Cobb v. Stephens et al
ORDER TO STAY PROCEEDINGS. (Signed by Magistrate Judge B Janice Ellington) Parties notified.(mserpa, 2)
United States District Court
Southern District of Texas
UNITED STATES DISTRICT COURT
SOUTHERN DISTRICT OF TEXAS
CORPUS CHRISTI DIVISION
LORIE DAVIS, et al,
March 09, 2017
David J. Bradley, Clerk
CIVIL ACTION NO. 2:14-CV-22
ORDER TO STAY PROCEEDINGS
Pending in this case is Defendants Lorie Davis's and Cliff Morris's supplemental
motion for summary judgment (D.E. 28) which incorporated their original motion for
summary judgment (D.E. 15). Plaintiff has responded to both motions (D.E. 27, 29).
This case was stayed pending resolution of similar issues by the Fifth Circuit in
the appeal of Davis v. Pierce, No. 2:12-CV-166, 2014 WL 798033 (S.D. Tex. 2014). On
June 14, 2016, the Fifth Circuit affirmed in part and vacated and remanded in part this
Court's decision in Davis v. Pierce. See Davis v. Davis, 826 F.3d 258 (5th Cir. 2016).
The stay in the instant case was lifted on July 26, 2016 and Plaintiff was ordered to show
cause why judgment should not be entered against him as to his First Amendment claims
for monetary relief against Defendant Cliff Morris in his individual capacity, as well as
his RLUIPA claims that he should be permitted to smoke a personal prayer pipe and
carry his medicine bag at all times (D.E. 23). In addition, an August 29, 2016 deadline
was set for filing supplemental motions for summary judgment and responses were due
by September 23, 2016 (Id.). The parties have provided briefing as directed (D.E. 27, 28,
In Davis, the Fifth Circuit vacated the part of this Court's order denying inmates
the right to wear long hair or a kouplock for religious reasons. Davis, 826 F.3d at 272.
In particular, the Fifth Circuit ordered this Court to evaluate the admissibility of expert
testimony that had been presented in another case on the same issue of whether inmates
should be allowed to wear long hair or a kouplock for religious reasons. Id. (referring to
Odneal v. Pierce, C.A. No. C-04-454, 2011 WL 2678940 at *1 (S.D. Tex. July 7, 2011)

_REQUIREMENT_
Could you resume the court order staying proceedings in Cobb v. Stephens from where it stops? The listing after this point has nothing to do with the court order.

_COLLECTED DATA_
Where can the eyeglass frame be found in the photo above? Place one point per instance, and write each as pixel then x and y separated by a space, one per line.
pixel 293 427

_WRITTEN ANSWER_
(Odneal III)). The Fifth Circuit also ordered this court to consider the plaintiffs' specific,
individual status as low custody inmates in relation to their theory that the grooming
restrictions were unnecessarily applied to them in light of Holt v. Hobbs, 135 S.Ct. 853,
863 (2015). Id. at 270. The Fifth Circuit affirmed this Court's granting of summary
judgment on Davis's First Amendment claim, his medicine-bag RLUIPA claim and his
pipe-ceremony RLUIPA claim. Id. at 265-266.
This Court has considered the instructions of the Fifth Circuit and entered a new
order in the Davis case. See D.E. 231 in Davis v. Davis, No. 2:12-cv-166 (filed March 7,
2017). This Court concluded that the TDCJ grooming policy requiring short hair places a
substantial burden on the exercise of the plaintiffs' religious rights. In addition, the
plaintiffs established a fact issue as to whether TDCJ's grooming policy is the least
restrictive means of maintaining institutional security without added significant cost to
TDCJ. This Court withdrew the granting of summary judgment for the defendants on the
RLUIPA grooming claim and denied it. This Court also recommended that the Fifth
Circuit remand this case for trial. Id.
The issues in the instant case are precisely the same as those being addressed in
Davis. In light of the Davis case being sent back to the Fifth Circuit, the instant case will
be stayed once again until the Fifth Circuit has an opportunity to rule on the remanded
issues in the Davis case.
ORDERED this 9th day of March, 2017.